- SOURCE -
>>>
Cichlid Man: I don't think he died from loneliness. He had NTD which is 100% mortality rate.


----------



## mlefev (Apr 19, 2005)

Yeah, he was really sick when I pulled him out. I actually thought he would die that day. They won't be coming from the same store this time, because it's about 9 hours away from here...hehe. 

How many should I get...my tank is pretty close to fully stocked, but the water parameters are still perfect. Right now I have the 1 clown pleco, 2 platies, 2 tetras (grr) and 3 zebra danios. 

I was thinking I should get 1 neon tetra, but do you think 2 would be better? I don't want to overload the tank...but I know tetras like being in larger groups.


----------



## awesome kid (Jun 10, 2005)

personally i would go with 2 because neons dont produce alot of waste compared with other fish. also, is your tank planted? if it is i would definitly go with 2, if not its really a coin flip in my opinion, heads for 2 tails for 1 (jk)
<<<
- DATA ROWS -
>>>
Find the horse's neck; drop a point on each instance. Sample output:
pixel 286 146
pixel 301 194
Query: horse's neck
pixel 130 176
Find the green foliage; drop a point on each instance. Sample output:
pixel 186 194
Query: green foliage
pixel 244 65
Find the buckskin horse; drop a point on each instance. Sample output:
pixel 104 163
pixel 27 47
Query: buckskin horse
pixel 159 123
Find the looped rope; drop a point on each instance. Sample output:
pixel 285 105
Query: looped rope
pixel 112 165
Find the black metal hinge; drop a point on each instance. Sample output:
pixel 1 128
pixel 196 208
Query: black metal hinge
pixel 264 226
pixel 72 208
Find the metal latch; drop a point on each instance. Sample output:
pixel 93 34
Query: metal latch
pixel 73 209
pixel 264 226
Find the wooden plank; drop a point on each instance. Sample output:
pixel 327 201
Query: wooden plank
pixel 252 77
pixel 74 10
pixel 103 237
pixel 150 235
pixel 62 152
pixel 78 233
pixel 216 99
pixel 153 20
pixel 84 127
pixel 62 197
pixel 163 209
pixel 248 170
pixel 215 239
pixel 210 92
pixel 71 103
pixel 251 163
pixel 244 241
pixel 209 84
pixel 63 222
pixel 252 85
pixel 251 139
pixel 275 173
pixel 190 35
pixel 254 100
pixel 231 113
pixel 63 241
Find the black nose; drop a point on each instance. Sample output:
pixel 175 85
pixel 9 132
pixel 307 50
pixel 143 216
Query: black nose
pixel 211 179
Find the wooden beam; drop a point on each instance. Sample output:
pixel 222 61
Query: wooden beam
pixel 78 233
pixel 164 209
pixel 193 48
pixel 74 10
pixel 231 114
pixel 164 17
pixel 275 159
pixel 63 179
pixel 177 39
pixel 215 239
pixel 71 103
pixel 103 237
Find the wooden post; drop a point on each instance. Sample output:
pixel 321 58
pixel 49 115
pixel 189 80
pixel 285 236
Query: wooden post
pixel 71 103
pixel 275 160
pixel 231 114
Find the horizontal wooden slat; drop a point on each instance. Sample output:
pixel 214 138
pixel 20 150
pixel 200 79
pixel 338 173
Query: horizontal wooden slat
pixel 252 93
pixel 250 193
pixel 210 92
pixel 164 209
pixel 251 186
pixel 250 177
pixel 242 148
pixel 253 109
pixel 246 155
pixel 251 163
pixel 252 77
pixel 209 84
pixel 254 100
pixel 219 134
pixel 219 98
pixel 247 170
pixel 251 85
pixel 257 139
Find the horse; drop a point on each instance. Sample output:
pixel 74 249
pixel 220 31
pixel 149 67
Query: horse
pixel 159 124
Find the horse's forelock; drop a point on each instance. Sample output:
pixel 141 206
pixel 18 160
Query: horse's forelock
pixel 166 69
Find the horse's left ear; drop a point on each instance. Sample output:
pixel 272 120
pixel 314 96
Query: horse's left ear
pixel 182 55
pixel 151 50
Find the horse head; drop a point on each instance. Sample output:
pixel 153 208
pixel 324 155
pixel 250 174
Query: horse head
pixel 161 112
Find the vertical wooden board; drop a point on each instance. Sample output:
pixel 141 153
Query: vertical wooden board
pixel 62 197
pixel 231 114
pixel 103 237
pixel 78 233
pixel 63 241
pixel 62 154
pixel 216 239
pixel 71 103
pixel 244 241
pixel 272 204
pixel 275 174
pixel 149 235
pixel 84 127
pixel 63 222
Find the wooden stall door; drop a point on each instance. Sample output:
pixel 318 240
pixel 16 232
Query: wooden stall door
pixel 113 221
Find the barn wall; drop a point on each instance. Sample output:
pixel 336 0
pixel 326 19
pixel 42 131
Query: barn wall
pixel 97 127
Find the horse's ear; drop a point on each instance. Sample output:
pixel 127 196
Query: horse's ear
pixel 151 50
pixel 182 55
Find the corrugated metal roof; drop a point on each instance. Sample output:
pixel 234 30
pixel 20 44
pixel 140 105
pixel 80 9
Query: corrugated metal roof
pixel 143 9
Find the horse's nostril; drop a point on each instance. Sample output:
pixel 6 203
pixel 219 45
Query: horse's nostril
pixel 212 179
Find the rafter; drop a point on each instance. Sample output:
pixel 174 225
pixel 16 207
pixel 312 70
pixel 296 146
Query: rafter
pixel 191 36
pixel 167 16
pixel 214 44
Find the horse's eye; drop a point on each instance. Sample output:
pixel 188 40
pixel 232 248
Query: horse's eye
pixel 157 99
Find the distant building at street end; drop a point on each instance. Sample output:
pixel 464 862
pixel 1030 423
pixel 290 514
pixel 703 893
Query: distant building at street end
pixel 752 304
<<<
- JOBS -
**1.** In the fish tank thread, how far away is the store the last fish came from?
**2.** From the fish tank thread, return everything from "How many should" down to "in larger groups.".

- OUTPUTS -
**1.** About 9 hours away.

**2.**
How many should I get...my tank is pretty close to fully stocked, but the water parameters are still perfect. Right now I have the 1 clown pleco, 2 platies, 2 tetras (grr) and 3 zebra danios. 

I was thinking I should get 1 neon tetra, but do you think 2 would be better? I don't want to overload the tank...but I know tetras like being in larger groups.